• [What is being asked]
Send back every line of the data exactly.

Start of Exercise input

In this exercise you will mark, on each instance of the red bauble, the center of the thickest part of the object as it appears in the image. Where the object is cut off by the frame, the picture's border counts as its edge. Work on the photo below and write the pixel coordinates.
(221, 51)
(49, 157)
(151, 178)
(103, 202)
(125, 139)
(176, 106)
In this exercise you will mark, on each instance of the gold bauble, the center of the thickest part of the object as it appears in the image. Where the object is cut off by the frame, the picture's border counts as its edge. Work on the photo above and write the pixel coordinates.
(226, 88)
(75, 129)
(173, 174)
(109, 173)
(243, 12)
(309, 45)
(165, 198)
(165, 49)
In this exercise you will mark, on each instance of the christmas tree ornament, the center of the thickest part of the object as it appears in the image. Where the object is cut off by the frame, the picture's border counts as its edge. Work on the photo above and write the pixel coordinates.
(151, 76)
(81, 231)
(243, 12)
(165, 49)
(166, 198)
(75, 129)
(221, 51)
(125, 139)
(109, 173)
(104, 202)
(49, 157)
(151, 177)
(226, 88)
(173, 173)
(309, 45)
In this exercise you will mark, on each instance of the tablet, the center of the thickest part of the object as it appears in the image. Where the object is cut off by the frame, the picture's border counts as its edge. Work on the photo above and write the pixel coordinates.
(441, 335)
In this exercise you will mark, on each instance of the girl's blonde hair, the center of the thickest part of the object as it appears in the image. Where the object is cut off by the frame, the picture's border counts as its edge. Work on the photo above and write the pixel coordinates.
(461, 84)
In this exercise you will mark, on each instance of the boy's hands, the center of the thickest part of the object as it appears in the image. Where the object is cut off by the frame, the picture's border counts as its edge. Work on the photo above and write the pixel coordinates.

End of Exercise input

• [Answer to the exercise]
In this exercise you will mark, on each instance of the red bauble, the center of the thickest part of the object as it appears in the image. Where the object is cut off by the frame, the picture's border counts as its edge. Work on the photo below and write the pixel coordinates.
(221, 51)
(49, 157)
(151, 178)
(103, 202)
(125, 139)
(176, 106)
In this exercise you will mark, on each instance of the gold bauble, the center of the thickest part of the object as it appears in the image. Where the object is cut off by the frame, the picture's border counts as its edge. Work on the photo above and write the pixel coordinates.
(226, 88)
(75, 129)
(173, 174)
(109, 173)
(243, 12)
(309, 45)
(165, 198)
(165, 49)
In this exercise you will mark, on each instance of the christmas tree ornament, the center of the thickest part of the object as it appears in the image. Where the object is cut off by the frame, the picture's border counts as its edge. Work on the photo above and write the pixel coordinates.
(151, 76)
(81, 231)
(243, 12)
(165, 49)
(166, 198)
(75, 129)
(221, 51)
(125, 139)
(109, 173)
(104, 202)
(49, 157)
(151, 177)
(226, 88)
(173, 173)
(309, 45)
In this exercise you will mark, on each instance of the tablet, the center of the thickest part of the object as it appears in the image. Where the object is cut off by the frame, the picture's border counts as its edge. Work on the photo above and write the pixel coordinates.
(441, 335)
In this exercise you will mark, on each instance of the girl's blonde hair, the center of the thickest part of the object as it appears in the image. Where the object is cut off by the frame, the picture's border counts as its edge. Work on the photo above and write the pixel coordinates.
(461, 84)
In this exercise you will mark, on each instance of the boy's hands, the center of the thickest part of the object as it appears in the image. Where the object is cut off by the frame, the picture's border counts as its edge. Work on the photo above and write the pixel coordinates.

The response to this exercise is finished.